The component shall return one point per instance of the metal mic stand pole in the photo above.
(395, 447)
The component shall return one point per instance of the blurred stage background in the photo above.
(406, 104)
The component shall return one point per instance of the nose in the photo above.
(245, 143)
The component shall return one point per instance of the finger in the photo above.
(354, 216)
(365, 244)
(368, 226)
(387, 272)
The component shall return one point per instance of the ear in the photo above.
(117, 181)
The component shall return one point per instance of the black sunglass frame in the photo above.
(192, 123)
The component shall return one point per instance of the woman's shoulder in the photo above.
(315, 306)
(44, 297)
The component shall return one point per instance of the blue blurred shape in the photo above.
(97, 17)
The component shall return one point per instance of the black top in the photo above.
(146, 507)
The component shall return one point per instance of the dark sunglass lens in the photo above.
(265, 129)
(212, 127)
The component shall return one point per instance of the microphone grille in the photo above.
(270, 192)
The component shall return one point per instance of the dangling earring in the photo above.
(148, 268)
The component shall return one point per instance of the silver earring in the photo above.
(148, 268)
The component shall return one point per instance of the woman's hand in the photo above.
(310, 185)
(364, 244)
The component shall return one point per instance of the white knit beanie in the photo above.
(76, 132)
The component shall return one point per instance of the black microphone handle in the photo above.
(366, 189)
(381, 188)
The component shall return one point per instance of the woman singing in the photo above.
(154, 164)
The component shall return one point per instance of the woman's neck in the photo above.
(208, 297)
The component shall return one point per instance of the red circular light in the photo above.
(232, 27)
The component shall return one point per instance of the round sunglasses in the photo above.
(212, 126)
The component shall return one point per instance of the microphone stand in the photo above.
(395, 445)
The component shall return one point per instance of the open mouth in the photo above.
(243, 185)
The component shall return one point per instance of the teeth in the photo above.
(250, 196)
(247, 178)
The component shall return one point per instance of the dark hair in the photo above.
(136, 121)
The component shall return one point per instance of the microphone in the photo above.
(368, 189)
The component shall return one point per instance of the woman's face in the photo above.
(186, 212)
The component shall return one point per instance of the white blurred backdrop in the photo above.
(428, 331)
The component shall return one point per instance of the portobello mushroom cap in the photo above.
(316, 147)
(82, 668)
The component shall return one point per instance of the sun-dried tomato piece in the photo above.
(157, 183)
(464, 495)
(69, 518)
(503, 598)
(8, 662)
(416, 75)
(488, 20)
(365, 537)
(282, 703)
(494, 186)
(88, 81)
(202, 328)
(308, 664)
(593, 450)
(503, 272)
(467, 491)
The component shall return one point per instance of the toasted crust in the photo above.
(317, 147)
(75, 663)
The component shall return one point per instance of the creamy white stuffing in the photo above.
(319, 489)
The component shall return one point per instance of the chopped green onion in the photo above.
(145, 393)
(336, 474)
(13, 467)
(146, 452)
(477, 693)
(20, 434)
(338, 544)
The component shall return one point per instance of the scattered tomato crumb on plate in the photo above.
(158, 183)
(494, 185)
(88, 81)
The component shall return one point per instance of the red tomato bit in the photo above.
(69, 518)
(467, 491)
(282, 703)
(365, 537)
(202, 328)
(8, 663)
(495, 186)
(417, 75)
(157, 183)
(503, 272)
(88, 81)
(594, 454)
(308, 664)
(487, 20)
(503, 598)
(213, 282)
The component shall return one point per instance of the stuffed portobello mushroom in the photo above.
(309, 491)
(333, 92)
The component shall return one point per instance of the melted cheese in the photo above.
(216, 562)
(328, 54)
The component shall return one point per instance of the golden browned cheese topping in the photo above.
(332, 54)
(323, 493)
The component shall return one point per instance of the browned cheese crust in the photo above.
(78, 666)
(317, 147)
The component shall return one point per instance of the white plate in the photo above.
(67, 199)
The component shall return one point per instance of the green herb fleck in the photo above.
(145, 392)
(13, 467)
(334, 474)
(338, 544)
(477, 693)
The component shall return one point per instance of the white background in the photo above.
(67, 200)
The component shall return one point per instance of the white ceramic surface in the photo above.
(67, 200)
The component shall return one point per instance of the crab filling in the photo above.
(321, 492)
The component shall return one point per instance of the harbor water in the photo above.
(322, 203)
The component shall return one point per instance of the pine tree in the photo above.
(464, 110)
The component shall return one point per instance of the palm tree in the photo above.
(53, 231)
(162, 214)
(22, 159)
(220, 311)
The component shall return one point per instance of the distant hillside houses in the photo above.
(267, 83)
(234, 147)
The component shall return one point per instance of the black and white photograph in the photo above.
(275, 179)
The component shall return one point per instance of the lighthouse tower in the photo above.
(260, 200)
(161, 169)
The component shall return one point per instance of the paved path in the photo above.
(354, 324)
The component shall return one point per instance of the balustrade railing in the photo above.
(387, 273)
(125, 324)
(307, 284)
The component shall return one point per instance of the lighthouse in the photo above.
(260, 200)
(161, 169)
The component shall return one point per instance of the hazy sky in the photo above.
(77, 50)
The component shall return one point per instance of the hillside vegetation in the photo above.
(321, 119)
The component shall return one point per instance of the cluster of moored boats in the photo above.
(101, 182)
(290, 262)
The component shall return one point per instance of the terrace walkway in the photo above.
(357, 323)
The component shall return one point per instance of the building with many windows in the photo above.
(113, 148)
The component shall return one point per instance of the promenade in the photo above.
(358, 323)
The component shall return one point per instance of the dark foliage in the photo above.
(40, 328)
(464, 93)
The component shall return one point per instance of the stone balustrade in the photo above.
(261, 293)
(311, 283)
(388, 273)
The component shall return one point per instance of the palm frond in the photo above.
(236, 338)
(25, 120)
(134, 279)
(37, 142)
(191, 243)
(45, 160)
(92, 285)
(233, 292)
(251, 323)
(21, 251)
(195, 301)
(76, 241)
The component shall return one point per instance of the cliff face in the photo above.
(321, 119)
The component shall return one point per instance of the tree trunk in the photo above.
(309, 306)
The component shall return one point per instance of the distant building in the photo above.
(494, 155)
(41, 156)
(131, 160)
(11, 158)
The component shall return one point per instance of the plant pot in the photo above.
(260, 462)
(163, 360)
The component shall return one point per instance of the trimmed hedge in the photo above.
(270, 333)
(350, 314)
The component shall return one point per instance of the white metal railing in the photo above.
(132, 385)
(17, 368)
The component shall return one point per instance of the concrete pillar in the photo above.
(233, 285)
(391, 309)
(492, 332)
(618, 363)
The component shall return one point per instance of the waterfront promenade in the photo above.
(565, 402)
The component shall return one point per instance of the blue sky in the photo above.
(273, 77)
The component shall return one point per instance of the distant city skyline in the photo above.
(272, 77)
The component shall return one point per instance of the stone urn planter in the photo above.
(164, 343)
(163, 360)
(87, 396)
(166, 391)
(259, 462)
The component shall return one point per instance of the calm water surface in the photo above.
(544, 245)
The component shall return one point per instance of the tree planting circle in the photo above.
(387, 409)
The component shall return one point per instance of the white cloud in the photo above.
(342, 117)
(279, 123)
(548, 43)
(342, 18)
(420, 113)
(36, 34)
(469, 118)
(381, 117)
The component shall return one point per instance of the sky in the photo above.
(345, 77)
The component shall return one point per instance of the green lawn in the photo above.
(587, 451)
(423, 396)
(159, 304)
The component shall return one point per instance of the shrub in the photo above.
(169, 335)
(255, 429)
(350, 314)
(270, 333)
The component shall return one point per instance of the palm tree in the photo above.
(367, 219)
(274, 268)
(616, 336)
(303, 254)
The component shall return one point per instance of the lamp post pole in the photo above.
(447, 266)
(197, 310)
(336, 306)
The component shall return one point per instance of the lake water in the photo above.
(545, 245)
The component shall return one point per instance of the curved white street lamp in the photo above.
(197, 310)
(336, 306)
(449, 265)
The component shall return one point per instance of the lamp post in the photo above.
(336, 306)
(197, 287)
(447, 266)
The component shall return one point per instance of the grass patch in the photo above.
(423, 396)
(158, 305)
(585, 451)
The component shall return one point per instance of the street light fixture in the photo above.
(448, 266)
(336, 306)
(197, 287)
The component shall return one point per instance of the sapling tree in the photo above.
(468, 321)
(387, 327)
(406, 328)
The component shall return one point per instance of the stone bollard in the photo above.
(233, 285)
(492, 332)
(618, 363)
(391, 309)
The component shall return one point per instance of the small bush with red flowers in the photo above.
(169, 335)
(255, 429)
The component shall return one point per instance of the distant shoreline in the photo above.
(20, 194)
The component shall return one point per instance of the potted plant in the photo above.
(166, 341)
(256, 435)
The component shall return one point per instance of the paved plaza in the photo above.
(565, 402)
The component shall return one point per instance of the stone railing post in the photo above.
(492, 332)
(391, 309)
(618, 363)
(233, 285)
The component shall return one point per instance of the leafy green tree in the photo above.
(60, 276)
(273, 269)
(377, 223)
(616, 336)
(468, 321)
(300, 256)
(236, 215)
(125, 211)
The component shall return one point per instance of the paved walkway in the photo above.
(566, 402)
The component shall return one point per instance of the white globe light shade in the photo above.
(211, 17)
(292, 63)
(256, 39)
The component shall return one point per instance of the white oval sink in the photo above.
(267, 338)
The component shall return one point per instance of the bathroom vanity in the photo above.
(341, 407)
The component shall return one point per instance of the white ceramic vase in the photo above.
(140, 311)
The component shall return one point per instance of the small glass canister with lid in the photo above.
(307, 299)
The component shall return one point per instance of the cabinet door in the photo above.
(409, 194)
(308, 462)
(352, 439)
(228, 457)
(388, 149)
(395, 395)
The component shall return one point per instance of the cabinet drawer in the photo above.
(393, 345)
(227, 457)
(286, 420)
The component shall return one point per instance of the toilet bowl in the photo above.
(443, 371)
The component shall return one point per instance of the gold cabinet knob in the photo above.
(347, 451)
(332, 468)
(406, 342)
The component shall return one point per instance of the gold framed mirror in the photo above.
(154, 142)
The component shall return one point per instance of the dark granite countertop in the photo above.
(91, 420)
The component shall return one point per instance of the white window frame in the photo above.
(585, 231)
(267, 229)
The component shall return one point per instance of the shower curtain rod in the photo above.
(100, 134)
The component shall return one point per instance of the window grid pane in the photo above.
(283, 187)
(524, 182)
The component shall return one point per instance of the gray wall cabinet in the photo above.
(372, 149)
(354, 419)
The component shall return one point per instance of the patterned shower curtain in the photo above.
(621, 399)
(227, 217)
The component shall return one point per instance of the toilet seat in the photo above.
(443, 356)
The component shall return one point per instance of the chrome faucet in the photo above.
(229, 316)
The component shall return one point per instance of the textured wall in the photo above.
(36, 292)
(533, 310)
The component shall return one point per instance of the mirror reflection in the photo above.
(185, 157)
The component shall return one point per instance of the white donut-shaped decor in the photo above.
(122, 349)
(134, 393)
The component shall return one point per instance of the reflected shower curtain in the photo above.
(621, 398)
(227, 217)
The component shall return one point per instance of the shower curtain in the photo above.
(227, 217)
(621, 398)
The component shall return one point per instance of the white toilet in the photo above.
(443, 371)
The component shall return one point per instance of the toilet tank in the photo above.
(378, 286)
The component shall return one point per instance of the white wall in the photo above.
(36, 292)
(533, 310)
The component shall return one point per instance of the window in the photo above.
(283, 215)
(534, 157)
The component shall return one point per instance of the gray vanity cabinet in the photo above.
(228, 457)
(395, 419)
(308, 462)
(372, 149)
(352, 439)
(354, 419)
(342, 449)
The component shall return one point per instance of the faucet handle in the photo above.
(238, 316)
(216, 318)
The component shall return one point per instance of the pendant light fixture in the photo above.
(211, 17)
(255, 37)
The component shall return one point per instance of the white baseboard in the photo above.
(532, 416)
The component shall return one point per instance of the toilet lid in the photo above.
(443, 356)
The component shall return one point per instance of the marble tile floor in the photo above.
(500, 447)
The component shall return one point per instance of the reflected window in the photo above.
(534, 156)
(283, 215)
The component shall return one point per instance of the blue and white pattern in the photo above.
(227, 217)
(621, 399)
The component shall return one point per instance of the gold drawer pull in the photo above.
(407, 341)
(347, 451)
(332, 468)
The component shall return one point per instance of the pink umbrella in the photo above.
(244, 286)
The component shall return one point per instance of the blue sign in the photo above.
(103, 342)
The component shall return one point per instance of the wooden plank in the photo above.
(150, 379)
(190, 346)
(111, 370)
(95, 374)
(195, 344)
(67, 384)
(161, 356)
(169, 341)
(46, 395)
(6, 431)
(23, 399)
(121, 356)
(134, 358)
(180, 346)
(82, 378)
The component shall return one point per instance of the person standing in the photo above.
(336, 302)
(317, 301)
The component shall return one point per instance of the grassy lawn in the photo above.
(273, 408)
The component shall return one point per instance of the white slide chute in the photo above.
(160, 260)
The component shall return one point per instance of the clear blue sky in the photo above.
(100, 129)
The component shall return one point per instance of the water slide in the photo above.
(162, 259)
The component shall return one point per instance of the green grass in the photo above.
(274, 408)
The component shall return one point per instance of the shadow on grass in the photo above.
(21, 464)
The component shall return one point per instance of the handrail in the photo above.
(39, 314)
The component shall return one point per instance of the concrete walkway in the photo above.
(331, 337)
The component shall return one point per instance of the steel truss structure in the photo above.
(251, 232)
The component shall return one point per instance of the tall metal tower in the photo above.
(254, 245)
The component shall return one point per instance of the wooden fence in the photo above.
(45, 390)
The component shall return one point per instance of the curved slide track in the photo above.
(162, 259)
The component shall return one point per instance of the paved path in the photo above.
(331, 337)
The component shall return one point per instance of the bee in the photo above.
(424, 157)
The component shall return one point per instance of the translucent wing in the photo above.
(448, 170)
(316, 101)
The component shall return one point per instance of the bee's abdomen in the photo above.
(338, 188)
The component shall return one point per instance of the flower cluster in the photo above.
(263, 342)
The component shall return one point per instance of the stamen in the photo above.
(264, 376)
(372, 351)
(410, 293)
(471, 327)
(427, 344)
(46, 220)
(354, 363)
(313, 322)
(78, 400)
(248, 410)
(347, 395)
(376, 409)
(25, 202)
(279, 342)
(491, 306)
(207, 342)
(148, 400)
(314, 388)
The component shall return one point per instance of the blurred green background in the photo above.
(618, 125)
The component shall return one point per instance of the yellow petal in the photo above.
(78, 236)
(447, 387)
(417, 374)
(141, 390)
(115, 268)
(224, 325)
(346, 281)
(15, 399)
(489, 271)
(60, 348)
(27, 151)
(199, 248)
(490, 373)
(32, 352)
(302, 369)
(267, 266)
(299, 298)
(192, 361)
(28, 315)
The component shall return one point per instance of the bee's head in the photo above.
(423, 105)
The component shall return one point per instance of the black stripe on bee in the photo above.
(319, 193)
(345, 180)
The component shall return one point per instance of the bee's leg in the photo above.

● ● ● ● ● ● ●

PROBLEM STATEMENT:
Starting at the line that contains "The component shall return one point per instance of the flower", quote each remaining line of the entries above, unchanged.

RESPONSE:
The component shall return one point per instance of the flower cluster in the photo above.
(263, 342)
The component shall return one point per instance of the stamen in the photo above.
(264, 376)
(372, 351)
(410, 293)
(471, 327)
(427, 344)
(46, 220)
(354, 363)
(313, 322)
(78, 400)
(248, 410)
(347, 395)
(376, 409)
(25, 202)
(279, 342)
(491, 306)
(207, 342)
(148, 400)
(314, 388)
The component shall return one point per instance of the blurred green background in the photo above.
(618, 125)
The component shall return one point per instance of the yellow petal in the photo above.
(78, 236)
(447, 387)
(417, 374)
(141, 390)
(115, 268)
(224, 325)
(346, 281)
(15, 399)
(489, 271)
(60, 348)
(27, 151)
(199, 248)
(490, 373)
(32, 352)
(302, 369)
(267, 266)
(299, 298)
(192, 361)
(28, 315)
The component shall return one point per instance of the bee's head in the photo above.
(423, 105)
The component shall return one point per instance of the black stripe on bee in the photo above.
(319, 193)
(345, 180)
The component shall return one point per instance of the bee's leg in the photo above.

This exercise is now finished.